-- begin ENTRIES PROVIDED --

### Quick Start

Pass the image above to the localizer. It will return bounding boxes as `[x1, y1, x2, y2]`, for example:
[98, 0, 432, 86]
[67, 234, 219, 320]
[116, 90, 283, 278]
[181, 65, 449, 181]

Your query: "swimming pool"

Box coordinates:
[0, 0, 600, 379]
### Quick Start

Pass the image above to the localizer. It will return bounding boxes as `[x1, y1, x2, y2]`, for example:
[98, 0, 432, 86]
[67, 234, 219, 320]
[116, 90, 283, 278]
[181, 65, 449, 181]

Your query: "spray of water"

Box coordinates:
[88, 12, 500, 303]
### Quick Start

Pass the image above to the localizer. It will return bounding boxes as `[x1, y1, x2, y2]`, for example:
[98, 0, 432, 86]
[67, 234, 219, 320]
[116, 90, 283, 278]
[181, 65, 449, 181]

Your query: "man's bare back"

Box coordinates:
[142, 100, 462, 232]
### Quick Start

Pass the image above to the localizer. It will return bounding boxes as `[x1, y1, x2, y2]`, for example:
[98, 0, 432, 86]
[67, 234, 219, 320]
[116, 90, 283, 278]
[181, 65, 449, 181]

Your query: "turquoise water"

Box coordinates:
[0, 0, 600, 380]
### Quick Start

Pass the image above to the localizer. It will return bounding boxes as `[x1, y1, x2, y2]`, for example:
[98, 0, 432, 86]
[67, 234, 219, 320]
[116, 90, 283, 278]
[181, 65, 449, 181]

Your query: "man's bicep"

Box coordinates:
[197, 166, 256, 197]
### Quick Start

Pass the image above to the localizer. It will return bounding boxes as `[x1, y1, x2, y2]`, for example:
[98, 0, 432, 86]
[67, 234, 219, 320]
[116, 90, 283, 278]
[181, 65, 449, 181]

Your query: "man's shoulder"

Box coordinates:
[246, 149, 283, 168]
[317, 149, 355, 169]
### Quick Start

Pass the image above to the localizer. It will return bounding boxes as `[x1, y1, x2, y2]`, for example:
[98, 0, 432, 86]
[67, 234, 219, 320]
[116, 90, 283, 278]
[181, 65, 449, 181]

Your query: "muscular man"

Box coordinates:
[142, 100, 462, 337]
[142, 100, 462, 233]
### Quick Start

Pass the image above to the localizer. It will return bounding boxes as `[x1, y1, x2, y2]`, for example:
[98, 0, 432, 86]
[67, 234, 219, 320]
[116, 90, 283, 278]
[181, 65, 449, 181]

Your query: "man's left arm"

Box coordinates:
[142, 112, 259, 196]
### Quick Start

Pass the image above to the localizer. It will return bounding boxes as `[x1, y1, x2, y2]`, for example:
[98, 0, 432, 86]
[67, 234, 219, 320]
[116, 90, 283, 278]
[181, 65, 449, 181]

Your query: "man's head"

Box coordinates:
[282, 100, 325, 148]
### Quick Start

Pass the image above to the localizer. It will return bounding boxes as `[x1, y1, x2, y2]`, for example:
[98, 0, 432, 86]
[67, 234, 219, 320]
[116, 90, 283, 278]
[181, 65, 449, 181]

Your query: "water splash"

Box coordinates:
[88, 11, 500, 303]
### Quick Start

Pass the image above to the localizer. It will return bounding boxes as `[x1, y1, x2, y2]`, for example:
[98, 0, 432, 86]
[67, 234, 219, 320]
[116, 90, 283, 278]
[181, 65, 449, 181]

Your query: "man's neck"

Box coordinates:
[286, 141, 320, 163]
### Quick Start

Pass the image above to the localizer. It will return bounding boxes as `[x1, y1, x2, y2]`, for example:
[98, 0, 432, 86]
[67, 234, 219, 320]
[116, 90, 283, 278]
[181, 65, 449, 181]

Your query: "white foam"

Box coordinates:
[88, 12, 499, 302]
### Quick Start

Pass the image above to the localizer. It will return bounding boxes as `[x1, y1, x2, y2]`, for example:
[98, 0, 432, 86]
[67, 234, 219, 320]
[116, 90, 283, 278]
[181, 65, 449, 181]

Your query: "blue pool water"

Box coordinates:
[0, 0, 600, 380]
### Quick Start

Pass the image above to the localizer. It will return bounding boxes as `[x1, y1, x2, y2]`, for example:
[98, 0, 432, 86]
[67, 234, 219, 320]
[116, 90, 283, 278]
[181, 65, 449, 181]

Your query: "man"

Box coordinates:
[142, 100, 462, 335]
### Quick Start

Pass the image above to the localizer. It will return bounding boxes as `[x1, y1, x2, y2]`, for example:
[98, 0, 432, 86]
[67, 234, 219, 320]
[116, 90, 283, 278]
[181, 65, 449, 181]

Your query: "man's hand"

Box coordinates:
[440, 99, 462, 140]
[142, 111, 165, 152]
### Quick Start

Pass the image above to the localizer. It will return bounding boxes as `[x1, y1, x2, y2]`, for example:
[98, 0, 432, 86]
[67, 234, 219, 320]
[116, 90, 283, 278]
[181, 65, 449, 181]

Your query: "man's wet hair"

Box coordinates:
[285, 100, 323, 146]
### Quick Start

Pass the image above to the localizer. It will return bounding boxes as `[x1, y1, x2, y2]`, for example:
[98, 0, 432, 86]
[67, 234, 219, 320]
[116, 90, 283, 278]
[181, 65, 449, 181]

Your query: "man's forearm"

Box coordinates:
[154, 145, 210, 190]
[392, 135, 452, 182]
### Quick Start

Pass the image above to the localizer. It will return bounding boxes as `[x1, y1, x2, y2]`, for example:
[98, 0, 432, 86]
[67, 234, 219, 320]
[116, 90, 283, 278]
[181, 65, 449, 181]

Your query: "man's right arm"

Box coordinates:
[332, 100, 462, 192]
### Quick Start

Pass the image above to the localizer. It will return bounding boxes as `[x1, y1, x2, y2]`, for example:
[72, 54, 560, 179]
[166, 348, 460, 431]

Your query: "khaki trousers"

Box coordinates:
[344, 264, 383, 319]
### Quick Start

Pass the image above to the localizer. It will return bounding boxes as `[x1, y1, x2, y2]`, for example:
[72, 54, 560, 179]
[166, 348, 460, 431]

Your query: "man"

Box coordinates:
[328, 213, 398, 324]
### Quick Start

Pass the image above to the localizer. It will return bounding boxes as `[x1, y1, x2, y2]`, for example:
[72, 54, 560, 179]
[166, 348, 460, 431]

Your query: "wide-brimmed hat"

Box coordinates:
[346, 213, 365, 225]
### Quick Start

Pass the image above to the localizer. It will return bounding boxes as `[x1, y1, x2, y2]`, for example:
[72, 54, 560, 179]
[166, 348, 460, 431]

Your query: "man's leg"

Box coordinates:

-- end ENTRIES PROVIDED --

◆ **INSTRUCTION**: Please reproduce all of the rows above, substituting "detector" for "localizer" and keeping everything else the same.

◆ **RESULT**:
### Quick Start

Pass the image above to the detector. It will return bounding boxes as `[x1, y1, x2, y2]`, for example:
[98, 0, 432, 86]
[67, 234, 219, 320]
[116, 90, 283, 278]
[181, 65, 449, 181]

Your query: "swimming pool"

Box coordinates:
[0, 0, 600, 379]
### Quick Start

Pass the image above to the detector. It will return bounding boxes as `[x1, y1, x2, y2]`, for example:
[98, 0, 432, 86]
[67, 234, 219, 320]
[116, 90, 283, 278]
[181, 65, 449, 181]

Your query: "spray of water"

Box coordinates:
[88, 12, 500, 303]
### Quick Start

Pass the image above to the detector. It will return bounding boxes as `[x1, y1, x2, y2]`, for example:
[98, 0, 432, 86]
[67, 234, 219, 320]
[116, 90, 283, 278]
[181, 65, 449, 181]

Your query: "man's bare back"

Box coordinates:
[142, 100, 462, 232]
### Quick Start

Pass the image above to the detector. It will return bounding boxes as `[x1, y1, x2, y2]`, for example:
[98, 0, 432, 86]
[67, 234, 219, 320]
[116, 90, 283, 278]
[181, 65, 449, 181]

Your query: "turquoise water"

Box coordinates:
[0, 0, 600, 380]
### Quick Start

Pass the image above to the detector. It will return bounding boxes as `[x1, y1, x2, y2]`, for example:
[98, 0, 432, 86]
[67, 234, 219, 320]
[116, 90, 283, 278]
[181, 65, 449, 181]

Your query: "man's bicep"

Box coordinates:
[197, 166, 256, 197]
### Quick Start

Pass the image above to the detector. It will return bounding boxes as `[x1, y1, x2, y2]`, for example:
[98, 0, 432, 86]
[67, 234, 219, 320]
[116, 90, 283, 278]
[181, 65, 449, 181]

Your query: "man's shoulder"

Box coordinates:
[246, 149, 283, 168]
[317, 149, 355, 169]
### Quick Start

Pass the image above to the detector. It will return bounding boxes as `[x1, y1, x2, y2]`, for example:
[98, 0, 432, 86]
[67, 234, 219, 320]
[116, 90, 283, 278]
[181, 65, 449, 181]

Your query: "muscular man"

Box coordinates:
[142, 100, 462, 337]
[142, 100, 462, 233]
### Quick Start

Pass the image above to the detector. It will return bounding boxes as `[x1, y1, x2, y2]`, for example:
[98, 0, 432, 86]
[67, 234, 219, 320]
[116, 90, 283, 278]
[181, 65, 449, 181]

Your query: "man's left arm"

Box coordinates:
[142, 112, 259, 196]
### Quick Start

Pass the image above to the detector. It will return bounding boxes as `[x1, y1, x2, y2]`, for example:
[98, 0, 432, 86]
[67, 234, 219, 320]
[116, 90, 283, 278]
[181, 65, 449, 181]

Your query: "man's head"

Box coordinates:
[282, 100, 325, 148]
### Quick Start

Pass the image above to the detector. It will return bounding boxes as `[x1, y1, x2, y2]`, for example:
[98, 0, 432, 86]
[67, 234, 219, 320]
[116, 90, 283, 278]
[181, 65, 449, 181]

Your query: "water splash"

Box coordinates:
[88, 11, 500, 303]
### Quick Start

Pass the image above to the detector. It will return bounding boxes as `[x1, y1, x2, y2]`, for example:
[98, 0, 432, 86]
[67, 234, 219, 320]
[116, 90, 283, 278]
[181, 65, 449, 181]

Your query: "man's neck"

Box coordinates:
[286, 141, 320, 163]
### Quick Start

Pass the image above to the detector. It will return bounding boxes as `[x1, y1, x2, y2]`, for example:
[98, 0, 432, 86]
[67, 234, 219, 320]
[116, 90, 283, 278]
[181, 65, 449, 181]

Your query: "white foam"

Box coordinates:
[88, 12, 499, 302]
### Quick Start

Pass the image above to the detector. It will return bounding boxes as `[x1, y1, x2, y2]`, for example:
[98, 0, 432, 86]
[67, 234, 219, 320]
[116, 90, 283, 278]
[181, 65, 449, 181]

Your query: "blue pool water"

Box coordinates:
[0, 0, 600, 380]
### Quick Start

Pass the image above to the detector. It will return bounding boxes as `[x1, y1, x2, y2]`, for example:
[98, 0, 432, 86]
[67, 234, 219, 320]
[116, 90, 283, 278]
[181, 65, 449, 181]

Your query: "man"

Box coordinates:
[142, 100, 462, 335]
### Quick Start

Pass the image above to the detector. It will return bounding boxes as `[x1, y1, x2, y2]`, for example:
[98, 0, 432, 86]
[67, 234, 219, 320]
[116, 90, 283, 278]
[181, 65, 449, 181]

Your query: "man's hand"

Box coordinates:
[440, 99, 462, 140]
[142, 111, 165, 152]
### Quick Start

Pass the image above to the detector. It will return bounding boxes as `[x1, y1, x2, y2]`, for example:
[98, 0, 432, 86]
[67, 234, 219, 320]
[116, 90, 283, 278]
[181, 65, 449, 181]

Your query: "man's wet hair"

Box coordinates:
[285, 100, 323, 146]
### Quick Start

Pass the image above to the detector. It will return bounding boxes as `[x1, y1, x2, y2]`, for example:
[98, 0, 432, 86]
[67, 234, 219, 320]
[116, 90, 283, 278]
[181, 65, 449, 181]

Your query: "man's forearm"

Box coordinates:
[154, 145, 210, 190]
[392, 135, 452, 182]
### Quick Start

Pass the image above to the detector. It will return bounding boxes as `[x1, y1, x2, y2]`, for example:
[98, 0, 432, 86]
[67, 234, 219, 320]
[116, 90, 283, 278]
[181, 65, 449, 181]

Your query: "man's right arm"

Box coordinates:
[332, 100, 462, 192]
### Quick Start

Pass the image above to the detector. It will return bounding boxes as `[x1, y1, x2, y2]`, for example:
[72, 54, 560, 179]
[166, 348, 460, 431]

Your query: "khaki trousers"

Box coordinates:
[344, 264, 383, 319]
### Quick Start

Pass the image above to the detector. It will return bounding boxes as `[x1, y1, x2, y2]`, for example:
[72, 54, 560, 179]
[166, 348, 460, 431]

Your query: "man"

Box coordinates:
[328, 213, 398, 324]
### Quick Start

Pass the image above to the detector. It will return bounding boxes as `[x1, y1, x2, y2]`, for example:
[72, 54, 560, 179]
[166, 348, 460, 431]

Your query: "wide-brimmed hat"

Box coordinates:
[346, 213, 365, 225]
### Quick Start

Pass the image above to the detector. It will return bounding boxes as `[x1, y1, x2, y2]`, for example:
[72, 54, 560, 179]
[166, 348, 460, 431]

Your query: "man's leg"

Box coordinates:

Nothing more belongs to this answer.